▶ _PROBLEM TO WORK ON_
Quote the full listing word for word.

───── SUPPLIED ENTRIES ─────

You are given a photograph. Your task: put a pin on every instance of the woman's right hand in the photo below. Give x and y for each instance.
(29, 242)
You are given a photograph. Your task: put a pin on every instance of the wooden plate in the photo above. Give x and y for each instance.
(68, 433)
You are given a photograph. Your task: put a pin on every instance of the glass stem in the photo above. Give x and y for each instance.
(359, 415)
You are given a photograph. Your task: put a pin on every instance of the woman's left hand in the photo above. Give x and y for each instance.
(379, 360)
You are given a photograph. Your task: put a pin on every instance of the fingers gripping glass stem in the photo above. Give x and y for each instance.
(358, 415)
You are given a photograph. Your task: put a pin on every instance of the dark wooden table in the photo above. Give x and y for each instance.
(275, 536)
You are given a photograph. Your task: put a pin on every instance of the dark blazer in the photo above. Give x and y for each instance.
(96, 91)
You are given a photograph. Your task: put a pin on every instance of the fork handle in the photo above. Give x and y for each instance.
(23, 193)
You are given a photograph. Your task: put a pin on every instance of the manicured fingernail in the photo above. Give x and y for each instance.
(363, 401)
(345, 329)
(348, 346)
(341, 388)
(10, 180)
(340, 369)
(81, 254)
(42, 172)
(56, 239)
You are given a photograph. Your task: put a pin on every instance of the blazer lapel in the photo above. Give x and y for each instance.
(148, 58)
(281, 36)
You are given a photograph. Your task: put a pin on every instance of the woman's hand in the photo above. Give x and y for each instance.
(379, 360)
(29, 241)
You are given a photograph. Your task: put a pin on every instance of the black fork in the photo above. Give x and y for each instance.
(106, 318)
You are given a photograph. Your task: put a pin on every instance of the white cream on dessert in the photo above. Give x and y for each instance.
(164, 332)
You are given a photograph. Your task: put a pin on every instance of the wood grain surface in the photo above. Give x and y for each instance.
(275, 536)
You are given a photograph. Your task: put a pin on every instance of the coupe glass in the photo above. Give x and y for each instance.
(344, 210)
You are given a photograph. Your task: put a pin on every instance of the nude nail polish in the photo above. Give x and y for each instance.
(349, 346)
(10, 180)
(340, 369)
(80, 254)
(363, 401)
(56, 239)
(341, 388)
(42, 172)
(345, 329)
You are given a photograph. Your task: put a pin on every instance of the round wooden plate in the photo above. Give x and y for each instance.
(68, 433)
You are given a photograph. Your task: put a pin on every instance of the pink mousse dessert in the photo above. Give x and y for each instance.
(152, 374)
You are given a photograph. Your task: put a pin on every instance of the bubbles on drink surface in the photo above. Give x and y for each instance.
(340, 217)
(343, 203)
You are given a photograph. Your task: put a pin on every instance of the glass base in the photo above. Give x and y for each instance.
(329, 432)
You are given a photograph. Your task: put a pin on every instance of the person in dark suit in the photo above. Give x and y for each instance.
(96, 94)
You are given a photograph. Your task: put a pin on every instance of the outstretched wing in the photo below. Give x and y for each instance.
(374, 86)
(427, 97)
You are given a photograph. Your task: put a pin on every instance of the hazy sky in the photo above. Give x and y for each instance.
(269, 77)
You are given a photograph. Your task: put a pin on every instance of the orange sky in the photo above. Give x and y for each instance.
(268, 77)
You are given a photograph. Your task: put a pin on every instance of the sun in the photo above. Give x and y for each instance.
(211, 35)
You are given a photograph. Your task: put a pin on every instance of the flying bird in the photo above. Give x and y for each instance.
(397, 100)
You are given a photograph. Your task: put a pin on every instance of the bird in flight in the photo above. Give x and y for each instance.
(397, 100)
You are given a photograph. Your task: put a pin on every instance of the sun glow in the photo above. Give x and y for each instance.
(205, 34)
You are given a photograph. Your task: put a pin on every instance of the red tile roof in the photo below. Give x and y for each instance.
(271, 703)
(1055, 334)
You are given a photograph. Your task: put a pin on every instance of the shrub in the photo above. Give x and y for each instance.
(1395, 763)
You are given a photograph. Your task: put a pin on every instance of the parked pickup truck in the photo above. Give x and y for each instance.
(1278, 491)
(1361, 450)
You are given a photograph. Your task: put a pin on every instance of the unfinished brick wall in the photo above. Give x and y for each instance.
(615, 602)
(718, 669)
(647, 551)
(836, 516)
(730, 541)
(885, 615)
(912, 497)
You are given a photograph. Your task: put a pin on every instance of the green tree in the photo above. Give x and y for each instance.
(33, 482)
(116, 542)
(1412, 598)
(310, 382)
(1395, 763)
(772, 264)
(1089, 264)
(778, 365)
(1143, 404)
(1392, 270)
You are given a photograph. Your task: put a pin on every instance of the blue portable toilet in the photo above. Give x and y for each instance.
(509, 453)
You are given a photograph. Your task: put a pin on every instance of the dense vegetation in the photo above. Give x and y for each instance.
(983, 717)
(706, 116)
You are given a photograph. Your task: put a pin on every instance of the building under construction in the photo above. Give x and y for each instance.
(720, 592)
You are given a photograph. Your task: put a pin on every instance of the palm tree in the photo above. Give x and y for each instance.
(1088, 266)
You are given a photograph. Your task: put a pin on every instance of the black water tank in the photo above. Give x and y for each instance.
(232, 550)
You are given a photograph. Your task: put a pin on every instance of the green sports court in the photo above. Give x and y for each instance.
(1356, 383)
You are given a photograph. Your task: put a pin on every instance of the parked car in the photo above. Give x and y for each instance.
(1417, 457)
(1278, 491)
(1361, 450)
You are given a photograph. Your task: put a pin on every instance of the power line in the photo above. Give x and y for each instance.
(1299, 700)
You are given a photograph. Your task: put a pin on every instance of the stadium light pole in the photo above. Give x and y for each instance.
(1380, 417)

─────

▶ _FINISHED ANSWER_
You are given a photograph. Your task: put a pin on every instance of the woman's right hand in the photo below. Give x and y for each instance.
(29, 242)
You are given a photograph. Your task: put a pin on every instance of the wooden plate in the photo above. Give x and y for each instance.
(68, 433)
You are given a photograph. Your task: put a pin on every instance of the glass stem in the photo above. Give x and y for each instance.
(359, 415)
You are given a photograph. Your task: put a pin on every instance of the woman's left hand in the photo above. Give x and y for each instance.
(379, 360)
You are given a photograph. Your task: put a pin on every instance of the fingers gripping glass stem in the photo above. Give x and y for each instance.
(358, 415)
You are given a photograph. Your task: put a pin on every instance of the dark wooden table in the photo above. Give x and y for each instance.
(275, 536)
You are given a photograph. Your task: put a pin on every instance of the dark blazer in the photo above. Give x and y for each instance.
(96, 91)
You are given a photograph. Your task: put a pin on every instance of the fork handle in the photo above. Give x and y for each instance.
(23, 193)
You are given a photograph. Your task: put a pin on every instance of the manicured fingernail in the photo above. Give x and y for each instance.
(363, 401)
(345, 329)
(348, 346)
(341, 388)
(10, 180)
(340, 369)
(81, 254)
(42, 172)
(56, 239)
You are given a photograph. Your task: put a pin on every instance of the blazer lapel in the photo above. Give x and y for each instance.
(148, 58)
(281, 36)
You are given a photograph. Your task: put a pin on every instance of the woman's hand in the photo above. Give x and y for each instance.
(379, 360)
(29, 241)
You are given a photograph. Your task: put a pin on every instance of the black fork in the photo above. Give x and y for each instance.
(106, 318)
You are given a photograph. Your task: put a pin on every instance of the white cream on dessert in the photo above. Give x and y for each instance.
(164, 332)
You are given a photograph. Your task: put a pin on every instance of the wood grain surface in the photo above. Give x and y for each instance.
(275, 536)
You are given a photograph. Your task: put a pin on every instance of the coupe glass in the photo above. Give x and y for each instance.
(344, 210)
You are given a photograph. Your task: put a pin on every instance of the nude nail polish in the photo above. Give x and y for each instance.
(349, 346)
(10, 180)
(340, 369)
(80, 254)
(363, 401)
(56, 239)
(341, 388)
(42, 172)
(345, 329)
You are given a photograph. Your task: put a pin on every instance of the round wooden plate in the photo above. Give x and y for each instance.
(68, 433)
You are given a photograph. Your task: put a pin on every instance of the pink mousse dessert in the photo above. Give x and y for each instance.
(152, 374)
You are given a photograph. Your task: put a pin on every instance of the bubbles on drink surface in the photo above. Give x and y for each instance.
(340, 217)
(343, 203)
You are given a photograph. Your task: put a pin on every instance of the glass base in the photo above. Give x and y for each instance.
(329, 432)
You are given a photograph. Your task: put a pin on every instance of the person in dark suit in the photo above. Give x and y for each instance.
(96, 94)
You are given a photograph. Your task: put a pin on every instance of the outstretched wing in the photo below. Give x and y for each instance.
(374, 86)
(427, 97)
You are given a photograph. Your task: put a pin on every instance of the hazy sky in the photo above. Give x and y for each instance.
(269, 77)
You are given a photograph. Your task: put a pin on every instance of the orange sky in the photo above. Give x and y for each instance.
(268, 77)
You are given a photograph. Your task: put a pin on every instance of the sun in the photo above. Give x and y for each instance.
(211, 35)
You are given a photograph. Your task: put a pin on every instance of the flying bird in the photo above. Give x and y for each instance.
(397, 100)
You are given a photograph. Your task: put a pin on every instance of the bird in flight in the photo above. Give x and y for each instance.
(397, 100)
You are given a photograph. Your task: put a pin on every instance of the sun glow in the photo above. Give x and y for each instance.
(205, 34)
You are given a photograph. Your task: put a pin on every instance of the red tile roof in the photo below. Give x and y for each instance.
(271, 703)
(1055, 334)
You are given a photograph. Your task: put a pin on every instance of the shrub in the photo above. Give x and y for each instance.
(1395, 763)
You are given a photograph. Your task: put a pin on every instance of the parked pickup truck in the photo above. Give x and y for each instance.
(1278, 491)
(1361, 450)
You are given a photograph. Your task: put a pin on every instance of the unfinished brick wall in the photo above. Give x and y for each instance.
(615, 602)
(718, 669)
(647, 551)
(836, 516)
(730, 541)
(885, 615)
(912, 497)
You are given a photograph. Your task: put a pin on every instance of the green tree in the photo above. Give x and y for each instance.
(33, 482)
(116, 542)
(1412, 598)
(310, 382)
(1395, 763)
(772, 264)
(1089, 264)
(778, 365)
(1143, 404)
(1392, 270)
You are given a photograph. Your task: put a pin on every instance of the blue portable toilet in the photo above. Give x and y for each instance.
(509, 453)
You are given a photograph. Your task: put a pin on every instance of the dense vegetation in the photo above. Give x and y for each instance.
(983, 717)
(706, 116)
You are given a photograph. Your task: put a pin on every instance of the building under construction in the photo above. Give x and y for each instance.
(720, 592)
You are given a photograph. Your task: put a pin on every instance of the palm tree in the photo above. Give x and y for each instance.
(1088, 266)
You are given a photograph. Your task: put a pin on every instance of the black water tank in the photo above. Give x and y for each instance.
(232, 550)
You are given a photograph. Your task: put a pin on every instance of the green sports court in the photo above. Give x and y for each instance.
(1356, 383)
You are given a photograph. Your task: put a pin on every instance of the parked car in the photo above. Give x and y for each instance.
(1417, 457)
(1278, 491)
(1361, 450)
You are given a photograph. Your task: put a pin on every instance of the power line in the photo above. Give x and y for each instance.
(1299, 700)
You are given a photograph. Your task: put a pin on every instance of the stadium light pole in the photo above. Give x and y for each instance.
(1380, 417)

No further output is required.